- What the task requires
Retype the entries below word for word, leaving none out.

- Data extracted from a collection

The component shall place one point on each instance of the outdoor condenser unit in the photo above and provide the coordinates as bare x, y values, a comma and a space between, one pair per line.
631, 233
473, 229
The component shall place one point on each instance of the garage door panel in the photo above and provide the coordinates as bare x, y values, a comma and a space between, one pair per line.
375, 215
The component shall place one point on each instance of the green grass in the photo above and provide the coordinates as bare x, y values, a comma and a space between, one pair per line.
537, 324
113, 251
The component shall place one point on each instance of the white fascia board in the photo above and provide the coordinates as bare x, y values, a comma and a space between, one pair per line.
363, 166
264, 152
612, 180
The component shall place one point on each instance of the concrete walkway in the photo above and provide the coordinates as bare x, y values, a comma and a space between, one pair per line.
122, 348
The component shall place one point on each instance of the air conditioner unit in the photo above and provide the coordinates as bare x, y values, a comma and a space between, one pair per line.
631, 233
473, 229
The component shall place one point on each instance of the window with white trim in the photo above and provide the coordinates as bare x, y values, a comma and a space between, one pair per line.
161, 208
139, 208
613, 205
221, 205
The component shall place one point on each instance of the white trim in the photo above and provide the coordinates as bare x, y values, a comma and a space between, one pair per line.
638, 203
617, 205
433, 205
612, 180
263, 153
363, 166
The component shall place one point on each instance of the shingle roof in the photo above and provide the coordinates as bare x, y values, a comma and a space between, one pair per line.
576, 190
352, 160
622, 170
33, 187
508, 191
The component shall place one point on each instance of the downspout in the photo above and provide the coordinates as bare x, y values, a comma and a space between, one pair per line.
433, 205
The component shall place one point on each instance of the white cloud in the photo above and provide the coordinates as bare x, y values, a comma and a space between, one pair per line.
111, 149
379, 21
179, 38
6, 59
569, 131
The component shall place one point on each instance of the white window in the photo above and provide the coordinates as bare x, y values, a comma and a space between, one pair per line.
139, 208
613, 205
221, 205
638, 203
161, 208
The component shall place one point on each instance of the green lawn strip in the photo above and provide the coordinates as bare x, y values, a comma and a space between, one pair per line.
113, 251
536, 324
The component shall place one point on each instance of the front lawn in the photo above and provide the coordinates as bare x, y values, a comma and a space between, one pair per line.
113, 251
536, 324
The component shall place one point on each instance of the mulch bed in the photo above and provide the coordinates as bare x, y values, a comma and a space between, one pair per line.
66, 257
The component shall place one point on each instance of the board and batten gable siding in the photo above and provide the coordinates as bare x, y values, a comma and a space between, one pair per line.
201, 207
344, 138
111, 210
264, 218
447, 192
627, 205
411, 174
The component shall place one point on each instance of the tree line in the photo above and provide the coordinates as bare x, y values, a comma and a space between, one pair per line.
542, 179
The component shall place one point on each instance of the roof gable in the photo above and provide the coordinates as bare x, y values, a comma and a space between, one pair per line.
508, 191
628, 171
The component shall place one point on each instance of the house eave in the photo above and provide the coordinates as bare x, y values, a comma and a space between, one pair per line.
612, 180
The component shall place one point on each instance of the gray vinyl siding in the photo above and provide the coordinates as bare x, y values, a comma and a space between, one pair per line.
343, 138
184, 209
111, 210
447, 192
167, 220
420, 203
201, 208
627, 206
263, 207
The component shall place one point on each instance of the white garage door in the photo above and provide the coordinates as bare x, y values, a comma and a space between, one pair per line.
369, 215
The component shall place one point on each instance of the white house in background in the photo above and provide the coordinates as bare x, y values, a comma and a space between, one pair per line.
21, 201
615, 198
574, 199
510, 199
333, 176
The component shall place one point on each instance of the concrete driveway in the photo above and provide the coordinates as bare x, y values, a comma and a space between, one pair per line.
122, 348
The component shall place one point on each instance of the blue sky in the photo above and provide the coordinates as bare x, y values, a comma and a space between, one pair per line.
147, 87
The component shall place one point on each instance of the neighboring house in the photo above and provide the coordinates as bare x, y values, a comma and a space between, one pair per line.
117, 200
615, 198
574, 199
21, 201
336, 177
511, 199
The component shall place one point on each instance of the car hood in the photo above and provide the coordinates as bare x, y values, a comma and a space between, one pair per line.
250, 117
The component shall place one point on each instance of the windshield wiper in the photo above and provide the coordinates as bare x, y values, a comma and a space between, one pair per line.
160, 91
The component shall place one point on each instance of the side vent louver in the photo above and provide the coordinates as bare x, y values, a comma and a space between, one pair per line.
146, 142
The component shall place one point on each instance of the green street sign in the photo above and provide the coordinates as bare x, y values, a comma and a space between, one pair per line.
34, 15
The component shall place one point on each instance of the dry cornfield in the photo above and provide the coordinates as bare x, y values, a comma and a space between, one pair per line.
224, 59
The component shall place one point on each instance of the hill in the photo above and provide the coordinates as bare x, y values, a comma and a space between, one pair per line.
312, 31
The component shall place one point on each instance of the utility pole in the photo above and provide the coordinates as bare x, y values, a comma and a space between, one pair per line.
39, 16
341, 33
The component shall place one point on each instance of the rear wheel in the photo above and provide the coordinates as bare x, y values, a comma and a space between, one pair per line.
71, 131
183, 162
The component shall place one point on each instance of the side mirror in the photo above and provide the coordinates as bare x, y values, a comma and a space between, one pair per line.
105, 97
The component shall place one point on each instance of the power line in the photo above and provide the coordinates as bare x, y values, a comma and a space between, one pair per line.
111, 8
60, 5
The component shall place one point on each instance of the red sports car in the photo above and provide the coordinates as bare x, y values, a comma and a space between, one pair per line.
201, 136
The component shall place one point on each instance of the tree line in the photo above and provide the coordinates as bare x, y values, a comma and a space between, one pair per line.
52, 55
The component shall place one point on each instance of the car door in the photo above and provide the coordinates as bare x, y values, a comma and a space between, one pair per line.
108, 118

- Result for this task
The component shall place one point on each instance of the outdoor condenser unit in the photo above and provide the coordinates as bare x, y values, a comma and a space between, one pair per line.
631, 233
473, 229
The component shall place one point on each instance of the garage door panel in the photo above and provide the coordinates as bare x, y values, a comma and a space between, one pair per line.
375, 215
The component shall place one point on each instance of the green grass in the photo above and provide the coordinates as bare x, y values, a comma and a space between, one pair per line.
537, 324
113, 251
The component shall place one point on each instance of the white fascia board in the photo above and provide the coordinates as bare x, y values, a comma and a space between, one pair per line.
363, 166
264, 152
612, 180
The component shall place one point on each instance of the concrete walkway in the photo above and provide the coordinates as bare x, y values, a comma and a space between, one pair per line.
122, 348
The component shall place one point on each instance of the air conditioner unit in the photo above and provide the coordinates as bare x, y values, a comma and a space between, one pair per line.
631, 233
473, 229
The component shall place one point on each instance of the window with white trim in the photo above and provide the coordinates as bare x, y values, a comma and a space between, one pair per line.
161, 208
139, 208
613, 205
221, 205
The component shall place one point on each instance of the white trim in the photo above and provide the coordinates as bare x, y values, a comma and a space between, one pair per line.
638, 203
617, 205
433, 205
612, 180
263, 153
363, 166
The component shall place one point on each instance of the shingle roof in the photo above and provide the coordinates as bare x, y values, a comma and a space between, one pair per line.
576, 190
352, 160
622, 170
33, 187
508, 191
The component shall place one point on each instance of the downspout in the photo above and provide the coordinates as bare x, y values, a comma and a space between, one pair per line.
433, 205
The component shall place one point on each instance of the white cloud in the photo above and provide the coordinates as bare x, y values, a comma and a space between, one pair per line.
111, 149
379, 21
179, 38
6, 59
569, 131
The component shall place one point on each instance of the white window in the photo above and provide the coordinates as bare x, y values, a comma and a space between, one pair per line.
139, 208
613, 205
221, 205
638, 203
161, 208
The component shall place one point on each instance of the green lawn strip in the photo above and provide the coordinates as bare x, y values, a comma and a space between, one pair per line.
113, 251
536, 324
The component shall place one point on each instance of the front lawn in the photo above and provide the coordinates as bare x, y values, a comma and a space between, one pair per line.
113, 251
536, 324
The component shall place one point on each instance of the mulch bed in the photo above and provide the coordinates as bare x, y values, a comma and a space between, one pair per line.
66, 257
The component shall place one point on each instance of the board and batten gable siding in the photo above and provide the coordinates as bare x, y values, a comma and a space between, one pair per line.
201, 207
344, 138
111, 210
264, 218
447, 192
627, 205
411, 174
The component shall place one point on each instance of the tree line in the photo above and provide the coordinates as bare x, y values, a comma and a space between, one pair per line.
542, 179
The component shall place one point on each instance of the roof gable in the photo above and provide the coordinates as bare x, y values, a comma and a space between, one pair per line.
508, 191
628, 171
The component shall place one point on each instance of the house eave in the photo above and provide the coordinates as bare x, y values, a comma and a space between, one pair per line.
612, 180
The component shall place one point on each instance of the gray vinyl siding in the photo above and provide the coordinates as bare x, y values, a comma and a space between, one pair per line.
343, 138
184, 209
111, 210
447, 192
167, 220
420, 203
201, 208
627, 206
263, 207
The component shall place one point on each instance of the white garage door in the photo above and provide the coordinates as bare x, y values, a comma and a space between, one pair per line.
369, 215
The component shall place one point on each instance of the white house in background in the photo above and provide the coordinates as bare x, y values, a comma and a space between, one pair per line.
21, 201
615, 198
574, 199
510, 199
333, 176
The component shall place one point on each instance of the concrete driveway in the photo above and provide the coordinates as bare x, y values, a comma and a space between, one pair per line.
122, 348
The component shall place one point on each instance of the blue sky in the photo above and provide the coordinates as bare x, y values, a comma and a space between, one pair per line.
147, 87
The component shall place one point on each instance of the neighboring house in the photo above and provide the coordinates as bare x, y values, a comma and a space between, one pair per line.
117, 200
615, 198
574, 199
21, 201
336, 177
511, 199
The component shall place one point on each instance of the car hood in the photo above and provide the coordinates as bare x, y values, a comma and a space between, one pair per line.
250, 117
The component shall place one point on each instance of the windshield wiper in the photo above and provide the coordinates as bare x, y values, a comma and a space between, one pair per line.
160, 91
The component shall place one point on each instance of the side vent louver in the photo above and provide the coordinates as bare x, y values, a comma and a space between, one pair per line.
146, 142
The component shall place one point on each instance of the green street sign in the photo above and provide the coordinates as bare x, y values, a comma and a space between, one pair per line.
34, 15
The component shall place one point on each instance of the dry cornfield in the photo above and provide the coordinates as bare x, y values, a comma and a space between, one pair per line.
224, 59
The component shall place one point on each instance of the hill in the photo above and provide the coordinates as bare x, y values, a comma and a space between, one pair per line.
312, 31
The component shall place one point on each instance of the utility pole in the photo above and provide the coordinates as bare x, y values, a comma and a space between, one pair per line.
39, 16
341, 33
The component shall place one point on each instance of the rear wheel in the photo above and provide the coordinates as bare x, y values, a comma and a space between, one pair per line.
71, 131
183, 162
The component shall place one point on each instance of the side mirror in the photo above and provide the coordinates as bare x, y values, a comma and a space between, one pair per line.
105, 97
The component shall place one point on each instance of the power line in the photo above and provide the coordinates as bare x, y values, a comma and a space between, one pair per line.
111, 8
60, 5
The component shall place one point on each instance of the red sports car in the photo above and provide the coordinates as bare x, y values, a comma and a space between, one pair per line.
201, 136
The component shall place one point on each instance of the tree line in the photo above and provide the coordinates as bare x, y values, a comma and a space between, one pair per line.
52, 55
The component shall place one point on each instance of the car door in the photo above and provide the coordinates as bare x, y values, a comma and a space between, one pair per line.
108, 118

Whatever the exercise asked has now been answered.